** Work item **
Would you return every entry below exactly as written, without its images?

Natural-language object grounding data
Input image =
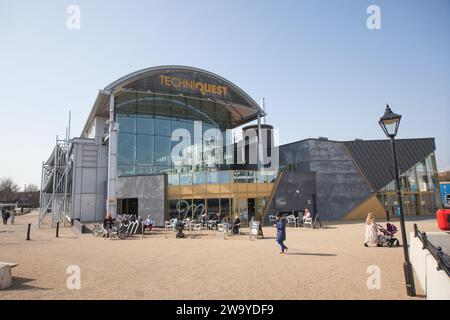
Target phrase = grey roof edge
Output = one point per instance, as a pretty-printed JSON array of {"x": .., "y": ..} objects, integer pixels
[
  {"x": 141, "y": 73},
  {"x": 93, "y": 111},
  {"x": 362, "y": 140},
  {"x": 111, "y": 89}
]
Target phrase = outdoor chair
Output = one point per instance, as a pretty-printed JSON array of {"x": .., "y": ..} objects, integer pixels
[
  {"x": 169, "y": 225},
  {"x": 197, "y": 227},
  {"x": 238, "y": 225},
  {"x": 307, "y": 222},
  {"x": 291, "y": 220},
  {"x": 222, "y": 230},
  {"x": 211, "y": 224}
]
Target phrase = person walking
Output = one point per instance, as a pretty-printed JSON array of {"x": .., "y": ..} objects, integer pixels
[
  {"x": 3, "y": 215},
  {"x": 371, "y": 235},
  {"x": 281, "y": 232},
  {"x": 7, "y": 215},
  {"x": 13, "y": 216}
]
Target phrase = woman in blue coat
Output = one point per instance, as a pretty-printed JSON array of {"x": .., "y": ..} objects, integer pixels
[{"x": 281, "y": 232}]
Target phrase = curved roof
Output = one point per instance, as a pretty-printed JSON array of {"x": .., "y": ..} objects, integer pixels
[{"x": 182, "y": 80}]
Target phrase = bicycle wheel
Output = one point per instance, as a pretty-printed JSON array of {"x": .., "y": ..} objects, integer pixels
[
  {"x": 121, "y": 233},
  {"x": 97, "y": 231}
]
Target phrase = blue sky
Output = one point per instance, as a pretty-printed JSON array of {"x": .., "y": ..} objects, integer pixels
[{"x": 321, "y": 70}]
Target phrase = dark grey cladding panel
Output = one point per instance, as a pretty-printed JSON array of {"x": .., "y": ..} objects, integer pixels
[
  {"x": 286, "y": 197},
  {"x": 294, "y": 153},
  {"x": 334, "y": 166},
  {"x": 327, "y": 150},
  {"x": 150, "y": 191},
  {"x": 374, "y": 158},
  {"x": 338, "y": 193}
]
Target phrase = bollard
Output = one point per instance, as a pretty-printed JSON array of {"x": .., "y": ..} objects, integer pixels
[{"x": 28, "y": 231}]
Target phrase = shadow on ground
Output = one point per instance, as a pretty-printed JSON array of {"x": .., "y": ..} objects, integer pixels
[
  {"x": 19, "y": 283},
  {"x": 312, "y": 254}
]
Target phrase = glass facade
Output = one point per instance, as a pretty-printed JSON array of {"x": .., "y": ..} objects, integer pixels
[
  {"x": 146, "y": 122},
  {"x": 420, "y": 189}
]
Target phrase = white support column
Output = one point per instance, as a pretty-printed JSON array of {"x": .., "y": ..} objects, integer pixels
[{"x": 111, "y": 200}]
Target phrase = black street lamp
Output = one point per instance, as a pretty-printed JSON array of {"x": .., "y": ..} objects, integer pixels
[{"x": 390, "y": 122}]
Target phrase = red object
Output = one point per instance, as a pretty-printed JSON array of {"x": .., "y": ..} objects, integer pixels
[{"x": 443, "y": 217}]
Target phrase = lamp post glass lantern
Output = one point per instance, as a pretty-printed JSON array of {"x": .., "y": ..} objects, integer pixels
[{"x": 390, "y": 122}]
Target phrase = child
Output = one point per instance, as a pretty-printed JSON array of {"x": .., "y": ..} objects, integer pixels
[{"x": 371, "y": 230}]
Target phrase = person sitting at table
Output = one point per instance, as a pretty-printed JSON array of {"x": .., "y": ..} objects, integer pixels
[
  {"x": 217, "y": 220},
  {"x": 236, "y": 225},
  {"x": 306, "y": 215},
  {"x": 148, "y": 223},
  {"x": 204, "y": 218}
]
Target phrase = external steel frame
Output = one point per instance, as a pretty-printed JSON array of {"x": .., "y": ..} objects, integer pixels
[{"x": 56, "y": 182}]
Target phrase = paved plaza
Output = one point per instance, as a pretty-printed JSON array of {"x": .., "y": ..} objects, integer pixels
[{"x": 329, "y": 263}]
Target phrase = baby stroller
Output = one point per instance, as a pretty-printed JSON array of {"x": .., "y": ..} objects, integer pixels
[{"x": 387, "y": 237}]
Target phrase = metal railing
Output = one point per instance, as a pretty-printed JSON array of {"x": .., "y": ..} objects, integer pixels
[{"x": 442, "y": 259}]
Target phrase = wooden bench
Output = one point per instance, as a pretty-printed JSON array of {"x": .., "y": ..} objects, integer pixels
[{"x": 5, "y": 274}]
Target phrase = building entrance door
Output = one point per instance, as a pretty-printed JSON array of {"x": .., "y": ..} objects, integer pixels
[
  {"x": 251, "y": 207},
  {"x": 127, "y": 206}
]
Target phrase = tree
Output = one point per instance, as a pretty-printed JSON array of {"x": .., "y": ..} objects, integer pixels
[{"x": 8, "y": 188}]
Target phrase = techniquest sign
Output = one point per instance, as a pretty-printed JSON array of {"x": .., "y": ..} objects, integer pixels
[{"x": 188, "y": 84}]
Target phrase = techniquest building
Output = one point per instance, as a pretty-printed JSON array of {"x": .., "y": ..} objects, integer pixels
[{"x": 158, "y": 142}]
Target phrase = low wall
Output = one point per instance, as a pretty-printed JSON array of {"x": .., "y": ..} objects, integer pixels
[{"x": 435, "y": 283}]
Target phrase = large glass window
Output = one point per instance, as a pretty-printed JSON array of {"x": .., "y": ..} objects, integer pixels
[
  {"x": 163, "y": 127},
  {"x": 145, "y": 125},
  {"x": 144, "y": 149},
  {"x": 146, "y": 122},
  {"x": 126, "y": 149},
  {"x": 127, "y": 123}
]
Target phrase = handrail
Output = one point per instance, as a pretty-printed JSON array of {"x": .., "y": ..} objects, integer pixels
[
  {"x": 272, "y": 193},
  {"x": 442, "y": 259}
]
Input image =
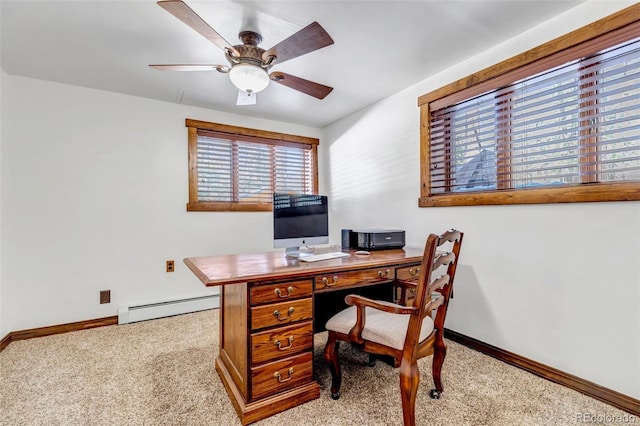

** Output of the exercise **
Input image =
Target phrase = grey roof edge
Output = one point per instance, as a pretty-printed JSON array of {"x": .., "y": ..} objects, integer pixels
[
  {"x": 141, "y": 73},
  {"x": 93, "y": 111},
  {"x": 362, "y": 140},
  {"x": 111, "y": 89}
]
Target phrase = outdoor chair
Output = one point per instance, as a pretty-printed JSON array of {"x": .., "y": ..} objects, integer pixels
[
  {"x": 169, "y": 225},
  {"x": 197, "y": 227},
  {"x": 238, "y": 225},
  {"x": 307, "y": 222},
  {"x": 291, "y": 220},
  {"x": 222, "y": 230},
  {"x": 211, "y": 224}
]
Target phrase = person walking
Output = one point per instance, as a pretty-printed JSON array of {"x": .., "y": ..} objects, integer pixels
[
  {"x": 3, "y": 215},
  {"x": 371, "y": 235},
  {"x": 281, "y": 232},
  {"x": 7, "y": 215},
  {"x": 13, "y": 216}
]
Target phrase = woman in blue coat
Output = one point per instance, as a pretty-printed JSON array of {"x": .., "y": ..} objects, integer pixels
[{"x": 281, "y": 232}]
Target phrase = curved roof
Output = one point per instance, as a pretty-printed JSON array of {"x": .., "y": ..} objects, integer pixels
[{"x": 182, "y": 80}]
Target phrase = bicycle wheel
Output = one point per instance, as a pretty-printed JSON array of {"x": .., "y": ..} objects, integer pixels
[
  {"x": 121, "y": 233},
  {"x": 97, "y": 231}
]
Target phrase = blue sky
Output = one point per instance, as a pretty-printed JSON array of {"x": .., "y": ..} objects, integer pixels
[{"x": 321, "y": 70}]
Target phrase = dark grey cladding panel
Output = one point per instance, as a pretty-printed JSON array of {"x": .., "y": ..} objects, integer pixels
[
  {"x": 286, "y": 197},
  {"x": 294, "y": 153},
  {"x": 334, "y": 166},
  {"x": 327, "y": 150},
  {"x": 150, "y": 191},
  {"x": 374, "y": 158},
  {"x": 338, "y": 193}
]
Target phrase = bollard
Output = one point per instance, as a pretty-printed JSON array of {"x": .., "y": ..} objects, integer pixels
[{"x": 28, "y": 231}]
Target phrase = shadow on ground
Output = one point per instance, as a pretty-printed JSON array of {"x": .., "y": ..} objects, integer pixels
[
  {"x": 19, "y": 283},
  {"x": 312, "y": 254}
]
Target phrase = glass facade
Output = one point per instance, as a pretty-printed JSON array of {"x": .., "y": ..} objects, integer pixels
[
  {"x": 146, "y": 122},
  {"x": 420, "y": 189}
]
Target phrase = white support column
Output = one point per instance, as a pretty-printed JSON array of {"x": .., "y": ..} objects, integer pixels
[{"x": 111, "y": 200}]
Target phrase = black street lamp
Output = one point per instance, as a pretty-printed JSON array of {"x": .., "y": ..} objects, integer pixels
[{"x": 390, "y": 122}]
Target phrase = red object
Output = one point per instance, as a pretty-printed JSON array of {"x": .., "y": ..} objects, integer pixels
[{"x": 443, "y": 217}]
Target phrase = lamp post glass lantern
Output = one point per instance, as a pretty-printed JSON array of {"x": .., "y": ..} objects, integer pixels
[{"x": 390, "y": 122}]
Target phrase = child
Output = one point per instance, as a pretty-printed JSON array of {"x": .., "y": ..} objects, integer pixels
[{"x": 371, "y": 230}]
Target phrase = person sitting at table
Output = one point per instance, as a pretty-printed JSON array of {"x": .., "y": ..} objects, integer pixels
[
  {"x": 217, "y": 220},
  {"x": 236, "y": 225},
  {"x": 306, "y": 215},
  {"x": 148, "y": 223},
  {"x": 204, "y": 218}
]
Target phrase = external steel frame
Output = one point per instance, as a pretty-printed JSON array of {"x": .., "y": ..} objects, integer pixels
[{"x": 56, "y": 182}]
Target phrase = paved plaza
Output = one point per instance, as a pretty-printed JSON array of {"x": .., "y": ..} objects, integer pixels
[{"x": 329, "y": 263}]
Target phrase = baby stroller
Output = one point per instance, as a pretty-printed JSON array of {"x": .., "y": ..} objects, integer pixels
[{"x": 387, "y": 237}]
Target phrase = metal railing
Output = one point per instance, as a pretty-printed JSON array of {"x": .., "y": ..} objects, integer pixels
[{"x": 442, "y": 259}]
Target phrase = wooden bench
Output = one point per instance, as a pretty-printed JSON array of {"x": .., "y": ..} objects, integer pixels
[{"x": 5, "y": 274}]
Target phrase = building entrance door
Output = one point per instance, as a pretty-printed JSON array of {"x": .., "y": ..} objects, integer pixels
[
  {"x": 251, "y": 207},
  {"x": 127, "y": 206}
]
Target phrase = tree
Output = one point per instance, as a pretty-printed JSON array of {"x": .., "y": ..} objects, integer pixels
[{"x": 8, "y": 188}]
Target phrase = techniquest sign
Output = one point per instance, as a pretty-printed JSON array of {"x": .., "y": ..} objects, integer pixels
[{"x": 188, "y": 84}]
Target phrase = techniquest building
Output = one point per instance, as a pretty-printed JSON array of {"x": .., "y": ..} objects, integer pixels
[{"x": 158, "y": 142}]
Target phrase = low wall
Output = one point per instance, as a pretty-printed JSON array of {"x": .., "y": ..} objects, integer pixels
[{"x": 435, "y": 283}]
Target phrase = large glass window
Output = one point per instance, as a pretty-printed JSON array of {"x": .., "y": ..} objects, integer pixels
[
  {"x": 163, "y": 127},
  {"x": 145, "y": 125},
  {"x": 144, "y": 149},
  {"x": 146, "y": 122},
  {"x": 126, "y": 149},
  {"x": 127, "y": 123}
]
Target phrase = handrail
Output = one point per instance, as a pretty-printed JSON array of {"x": .., "y": ..} objects, integer pixels
[
  {"x": 272, "y": 193},
  {"x": 442, "y": 259}
]
Input image =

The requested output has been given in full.